WHAT NEEDS TO BE DONE: Reproduce each of the items below word for word, keeping them in their original order.

AVAILABLE DATA:
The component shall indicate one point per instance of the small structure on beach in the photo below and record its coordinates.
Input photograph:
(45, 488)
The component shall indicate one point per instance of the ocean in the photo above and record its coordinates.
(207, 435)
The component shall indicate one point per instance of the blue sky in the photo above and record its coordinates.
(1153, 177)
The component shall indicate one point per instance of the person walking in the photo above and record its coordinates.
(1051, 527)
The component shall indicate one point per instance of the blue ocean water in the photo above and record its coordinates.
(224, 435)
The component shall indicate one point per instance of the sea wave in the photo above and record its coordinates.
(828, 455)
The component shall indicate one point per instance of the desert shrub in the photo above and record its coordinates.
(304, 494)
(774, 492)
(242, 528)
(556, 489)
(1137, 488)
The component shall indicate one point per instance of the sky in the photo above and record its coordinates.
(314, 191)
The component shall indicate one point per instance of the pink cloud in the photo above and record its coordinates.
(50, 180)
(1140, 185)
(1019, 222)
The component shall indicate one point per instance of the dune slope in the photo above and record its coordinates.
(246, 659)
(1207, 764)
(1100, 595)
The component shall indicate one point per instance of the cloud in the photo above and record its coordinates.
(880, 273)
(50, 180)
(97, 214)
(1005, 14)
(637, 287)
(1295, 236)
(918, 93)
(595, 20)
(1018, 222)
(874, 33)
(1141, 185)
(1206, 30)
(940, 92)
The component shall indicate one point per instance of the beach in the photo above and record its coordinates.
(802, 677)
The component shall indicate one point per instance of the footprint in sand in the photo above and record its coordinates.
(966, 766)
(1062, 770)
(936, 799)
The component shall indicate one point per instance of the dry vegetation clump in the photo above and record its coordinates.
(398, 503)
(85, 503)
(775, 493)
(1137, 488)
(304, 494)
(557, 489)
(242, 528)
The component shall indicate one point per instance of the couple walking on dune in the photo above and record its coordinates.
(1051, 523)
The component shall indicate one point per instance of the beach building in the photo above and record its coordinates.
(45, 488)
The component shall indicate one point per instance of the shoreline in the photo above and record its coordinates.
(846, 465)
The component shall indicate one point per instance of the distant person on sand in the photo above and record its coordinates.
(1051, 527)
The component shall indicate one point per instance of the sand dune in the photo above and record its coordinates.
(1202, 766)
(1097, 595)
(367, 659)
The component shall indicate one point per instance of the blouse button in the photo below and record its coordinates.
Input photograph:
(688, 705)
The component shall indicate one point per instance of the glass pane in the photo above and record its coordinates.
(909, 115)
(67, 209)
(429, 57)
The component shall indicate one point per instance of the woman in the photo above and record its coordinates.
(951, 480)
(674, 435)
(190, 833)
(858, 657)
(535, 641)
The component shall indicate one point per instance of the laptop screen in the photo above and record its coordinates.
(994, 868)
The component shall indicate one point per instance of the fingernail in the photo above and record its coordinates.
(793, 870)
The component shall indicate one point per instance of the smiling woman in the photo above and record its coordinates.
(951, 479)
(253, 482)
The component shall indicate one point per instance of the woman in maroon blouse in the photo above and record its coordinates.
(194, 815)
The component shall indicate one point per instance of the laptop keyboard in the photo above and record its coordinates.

ANSWER TO THE PROBLEM:
The component shall indicate one point per instance of the small structure on beach in the photo below and record its coordinates.
Input photograph:
(45, 488)
The component shall indicate one point per instance of the ocean in the photo above and record its coordinates.
(207, 435)
The component shall indicate one point per instance of the blue sky in the photo above and record its coordinates.
(1153, 177)
The component shall indicate one point per instance of the person walking in the photo above and record its coordinates.
(1051, 527)
The component shall indicate one point per instance of the blue ocean water in the photo above and record its coordinates.
(224, 435)
The component shall indicate one point per instance of the sea wave in the photo above and record its coordinates.
(828, 455)
The component shall indicate one point per instance of the desert shrub in the photo above and record its coordinates.
(304, 494)
(774, 492)
(242, 528)
(556, 489)
(1137, 488)
The component shall indicate one point per instance of the sky in the photo above and record its coordinates.
(314, 191)
The component shall indicate one point per instance of the pink cloud in the photo above and record its coordinates.
(50, 180)
(1140, 185)
(1019, 222)
The component shall indicate one point per instance of the dune slope in the photo above and record its coordinates.
(246, 659)
(1207, 764)
(1100, 595)
The component shall indicate one point per instance of the cloud in the photo above and record its coordinates.
(880, 273)
(50, 180)
(97, 214)
(1005, 14)
(637, 287)
(1295, 236)
(918, 93)
(595, 20)
(1018, 222)
(874, 33)
(1141, 185)
(1206, 30)
(940, 92)
The component shall indicate one point per instance of the beach in the photo above and record its coordinates.
(802, 677)
The component shall indicate one point per instance of the footprint in sand in the photo above and record its coordinates.
(966, 766)
(1062, 770)
(936, 799)
The component shall indicate one point per instance of the dry vegetation clump in the photo above and record its coordinates.
(398, 503)
(85, 503)
(775, 493)
(1137, 488)
(304, 494)
(557, 489)
(242, 528)
The component shall indicate one point per instance of the couple walking on dune in the photo above and record its coordinates.
(1051, 523)
The component shall indicate one point per instance of the beach building in the photo above and record its coordinates.
(45, 488)
The component shall indicate one point per instance of the shoreline in the photo above and record its coordinates.
(846, 465)
The component shall indicate one point per instance of the distant person on sand in the photo above and record its coordinates.
(1051, 527)
The component shall indicate one point per instance of the sand dune in the photo above and record its coordinates.
(1202, 766)
(1097, 595)
(367, 659)
The component shall indicate one point per instance of the blouse button in the photo below and record its coordinates.
Input photograph:
(688, 705)
The component shall indicate one point per instance of the glass pane in the photo above and record its coordinates.
(909, 115)
(67, 209)
(429, 57)
The component shall indicate one point per instance of the woman in the photo above and record its coordinates.
(951, 480)
(674, 435)
(190, 833)
(858, 657)
(535, 641)
The component shall indicate one point per instance of the laptop screen in the photo above and record its coordinates.
(994, 868)
The component shall indicate one point per instance of the fingernail in the photo above and record its coordinates.
(793, 870)
The component shall indicate one point per instance of the smiling woman in the photo above and record its coordinates.
(951, 479)
(253, 482)
The component shall indicate one point per instance of the woman in maroon blouse in the photo above and record its coordinates.
(194, 815)
The component shall indicate one point per instance of the laptop keyboard in the photo above and record its coordinates.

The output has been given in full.